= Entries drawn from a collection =
--- START ---
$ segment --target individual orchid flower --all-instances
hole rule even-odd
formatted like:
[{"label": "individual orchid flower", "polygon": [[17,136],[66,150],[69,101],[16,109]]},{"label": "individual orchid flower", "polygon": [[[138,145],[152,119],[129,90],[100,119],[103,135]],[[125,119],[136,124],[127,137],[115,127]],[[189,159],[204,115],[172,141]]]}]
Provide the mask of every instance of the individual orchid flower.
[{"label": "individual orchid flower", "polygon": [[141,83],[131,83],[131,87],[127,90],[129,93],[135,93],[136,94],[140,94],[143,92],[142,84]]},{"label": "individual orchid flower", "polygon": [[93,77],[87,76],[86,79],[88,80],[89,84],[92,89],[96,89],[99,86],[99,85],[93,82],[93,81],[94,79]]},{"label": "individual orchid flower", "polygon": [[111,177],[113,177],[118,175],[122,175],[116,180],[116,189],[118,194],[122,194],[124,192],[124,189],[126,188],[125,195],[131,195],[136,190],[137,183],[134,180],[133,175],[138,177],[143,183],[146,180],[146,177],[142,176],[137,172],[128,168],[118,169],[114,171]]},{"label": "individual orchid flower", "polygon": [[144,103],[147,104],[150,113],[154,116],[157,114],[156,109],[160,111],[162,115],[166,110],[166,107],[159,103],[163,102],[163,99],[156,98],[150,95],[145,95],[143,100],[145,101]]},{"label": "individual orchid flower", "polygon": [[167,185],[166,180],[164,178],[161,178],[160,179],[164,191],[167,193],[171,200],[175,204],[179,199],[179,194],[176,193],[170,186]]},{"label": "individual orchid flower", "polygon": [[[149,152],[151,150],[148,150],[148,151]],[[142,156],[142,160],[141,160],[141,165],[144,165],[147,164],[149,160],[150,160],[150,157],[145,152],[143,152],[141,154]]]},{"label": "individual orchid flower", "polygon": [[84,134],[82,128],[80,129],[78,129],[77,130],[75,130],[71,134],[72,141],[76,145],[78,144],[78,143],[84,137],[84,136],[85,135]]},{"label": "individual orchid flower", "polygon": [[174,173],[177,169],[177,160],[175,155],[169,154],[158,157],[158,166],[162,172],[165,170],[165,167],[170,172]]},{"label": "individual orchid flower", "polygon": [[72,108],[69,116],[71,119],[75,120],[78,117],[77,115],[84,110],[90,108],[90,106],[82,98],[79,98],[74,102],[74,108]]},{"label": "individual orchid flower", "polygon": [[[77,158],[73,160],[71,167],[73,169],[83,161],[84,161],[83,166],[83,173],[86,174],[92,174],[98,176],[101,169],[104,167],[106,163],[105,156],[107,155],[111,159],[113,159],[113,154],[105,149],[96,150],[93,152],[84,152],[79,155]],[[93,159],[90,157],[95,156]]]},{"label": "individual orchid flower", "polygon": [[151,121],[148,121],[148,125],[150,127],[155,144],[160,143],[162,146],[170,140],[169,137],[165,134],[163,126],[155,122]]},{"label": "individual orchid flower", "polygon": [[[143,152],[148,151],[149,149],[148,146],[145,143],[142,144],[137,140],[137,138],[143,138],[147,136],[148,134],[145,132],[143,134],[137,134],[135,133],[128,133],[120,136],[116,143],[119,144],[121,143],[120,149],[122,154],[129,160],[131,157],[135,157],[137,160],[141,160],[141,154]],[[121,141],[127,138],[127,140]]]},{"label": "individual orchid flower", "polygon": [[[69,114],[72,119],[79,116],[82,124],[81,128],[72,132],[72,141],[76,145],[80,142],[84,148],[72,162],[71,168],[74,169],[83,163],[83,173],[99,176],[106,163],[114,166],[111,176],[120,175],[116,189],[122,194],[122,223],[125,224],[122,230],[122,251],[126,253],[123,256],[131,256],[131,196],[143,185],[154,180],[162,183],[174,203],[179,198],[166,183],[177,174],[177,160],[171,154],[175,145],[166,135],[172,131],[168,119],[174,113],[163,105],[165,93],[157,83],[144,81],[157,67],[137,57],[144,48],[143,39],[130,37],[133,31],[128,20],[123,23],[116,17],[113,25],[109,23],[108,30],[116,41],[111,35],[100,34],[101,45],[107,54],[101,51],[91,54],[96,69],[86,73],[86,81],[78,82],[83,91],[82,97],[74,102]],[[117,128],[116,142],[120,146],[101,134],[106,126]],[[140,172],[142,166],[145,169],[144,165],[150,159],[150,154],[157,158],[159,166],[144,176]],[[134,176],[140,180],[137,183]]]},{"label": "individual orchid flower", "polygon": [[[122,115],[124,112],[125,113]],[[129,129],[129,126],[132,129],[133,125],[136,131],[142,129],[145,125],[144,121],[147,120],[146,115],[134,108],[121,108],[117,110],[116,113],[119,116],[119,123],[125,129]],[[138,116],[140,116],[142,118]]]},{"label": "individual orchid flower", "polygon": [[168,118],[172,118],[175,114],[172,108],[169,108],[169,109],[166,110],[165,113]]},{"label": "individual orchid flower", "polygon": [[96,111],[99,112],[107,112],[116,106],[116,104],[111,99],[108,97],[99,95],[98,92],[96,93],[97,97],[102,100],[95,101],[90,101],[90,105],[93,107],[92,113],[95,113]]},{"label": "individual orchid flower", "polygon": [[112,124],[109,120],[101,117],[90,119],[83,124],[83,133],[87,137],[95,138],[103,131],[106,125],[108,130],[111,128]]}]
--- END ---
= EXERCISE REQUIREMENTS =
Repeat the data without any change, beginning at its first line and stopping after the line that contains "Provide the mask".

= RESULT =
$ segment --target individual orchid flower --all-instances
hole rule even-odd
formatted like:
[{"label": "individual orchid flower", "polygon": [[17,136],[66,150],[69,101],[16,109]]},{"label": "individual orchid flower", "polygon": [[[138,145],[152,119],[129,90],[100,119],[103,135]],[[125,119],[136,124],[127,137],[115,127]],[[189,159],[204,115],[172,141]]]}]
Provide the mask of every instance of the individual orchid flower.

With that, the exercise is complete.